• **RECORDS SHOWN**:
****************************************

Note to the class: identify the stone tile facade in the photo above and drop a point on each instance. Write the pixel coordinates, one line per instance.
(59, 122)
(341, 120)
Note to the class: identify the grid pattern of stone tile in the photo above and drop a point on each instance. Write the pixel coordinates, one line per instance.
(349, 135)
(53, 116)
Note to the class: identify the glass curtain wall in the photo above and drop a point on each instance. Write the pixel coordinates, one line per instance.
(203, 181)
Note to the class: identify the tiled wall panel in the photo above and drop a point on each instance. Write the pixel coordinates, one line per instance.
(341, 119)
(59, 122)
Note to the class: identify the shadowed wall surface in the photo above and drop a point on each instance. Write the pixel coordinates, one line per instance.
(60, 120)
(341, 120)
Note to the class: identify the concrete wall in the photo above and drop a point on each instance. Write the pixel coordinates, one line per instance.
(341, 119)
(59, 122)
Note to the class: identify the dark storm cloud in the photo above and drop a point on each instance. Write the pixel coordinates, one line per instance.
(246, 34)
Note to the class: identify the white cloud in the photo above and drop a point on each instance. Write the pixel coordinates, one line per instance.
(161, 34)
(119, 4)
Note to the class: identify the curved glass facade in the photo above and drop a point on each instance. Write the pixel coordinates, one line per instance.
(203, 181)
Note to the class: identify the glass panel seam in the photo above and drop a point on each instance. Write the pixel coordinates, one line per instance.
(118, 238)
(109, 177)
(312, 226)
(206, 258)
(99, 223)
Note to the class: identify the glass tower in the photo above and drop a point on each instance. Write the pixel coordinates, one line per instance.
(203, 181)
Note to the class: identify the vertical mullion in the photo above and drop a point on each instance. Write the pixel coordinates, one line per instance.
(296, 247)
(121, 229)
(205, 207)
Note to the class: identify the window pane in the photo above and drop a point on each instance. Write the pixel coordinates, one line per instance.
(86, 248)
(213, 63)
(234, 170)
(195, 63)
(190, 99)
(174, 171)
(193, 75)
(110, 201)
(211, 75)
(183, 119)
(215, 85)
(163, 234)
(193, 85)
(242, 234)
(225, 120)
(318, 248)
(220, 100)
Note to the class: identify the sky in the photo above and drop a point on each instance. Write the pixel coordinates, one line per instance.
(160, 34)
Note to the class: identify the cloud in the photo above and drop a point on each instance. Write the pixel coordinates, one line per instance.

****************************************

Reproduce the material verbatim, line by line.

Note to the class: identify the stone tile facade in the photo above and drop a point on each instance. Write the pixel coordinates, one line per instance.
(59, 122)
(341, 120)
Note to the class: identify the grid pattern of stone tile in the photo above and drop a point on each instance. Write the pixel coordinates, one line per instance.
(349, 135)
(53, 116)
Note to the class: identify the glass curtain wall in the photo above and drop a point on each instance. Write the pixel coordinates, one line per instance.
(203, 181)
Note to the class: identify the tiled wall panel in the photo above and drop a point on each instance. Write the pixel coordinates, one line per instance.
(341, 119)
(59, 122)
Note to the class: identify the shadowed wall surface in the photo above and drop a point on each instance. Write the pixel coordinates, one line per instance.
(60, 120)
(341, 120)
Note to the class: identify the concrete wall in the photo above and drop a point on each instance. Write the pixel coordinates, one line per instance.
(341, 119)
(59, 122)
Note to the class: identify the dark storm cloud in the photo above and drop a point on each instance. Write the pixel coordinates, one line per instance.
(246, 34)
Note to the class: identify the white cloud in the photo above and drop a point on each instance. Write the pixel coordinates, one line per instance.
(161, 34)
(119, 4)
Note to the class: identify the curved glass facade in the photo above and drop a point on each instance. Write the pixel coordinates, one line per instance.
(203, 181)
Note to the class: identify the glass panel seam in the photo above and drop a point on each instance. Write the pixel coordinates, one line per instance.
(118, 238)
(109, 177)
(312, 226)
(206, 258)
(99, 223)
Note to the class: identify the glass tower in the photo above and drop a point on each instance. Write the pixel coordinates, one line per instance.
(203, 181)
Note to the class: identify the vertical mullion in the photo above and drop a point on each instance. Write the pixel coordinates, one line per instance.
(296, 247)
(121, 229)
(205, 207)
Note to the class: identify the window pane in the photo above and drop a point on each instance. Write the pixel coordinates, one line per instance.
(86, 248)
(213, 63)
(234, 170)
(195, 63)
(190, 99)
(174, 171)
(193, 75)
(110, 201)
(211, 75)
(183, 119)
(215, 85)
(163, 234)
(193, 85)
(242, 234)
(225, 120)
(318, 248)
(220, 100)
Note to the class: identify the sky in the photo above and drop a point on each instance. Write the pixel coordinates, one line per instance.
(160, 34)
Note to the class: identify the cloud in the photo above and drop a point on each instance. Write the pixel coordinates, one line per instance.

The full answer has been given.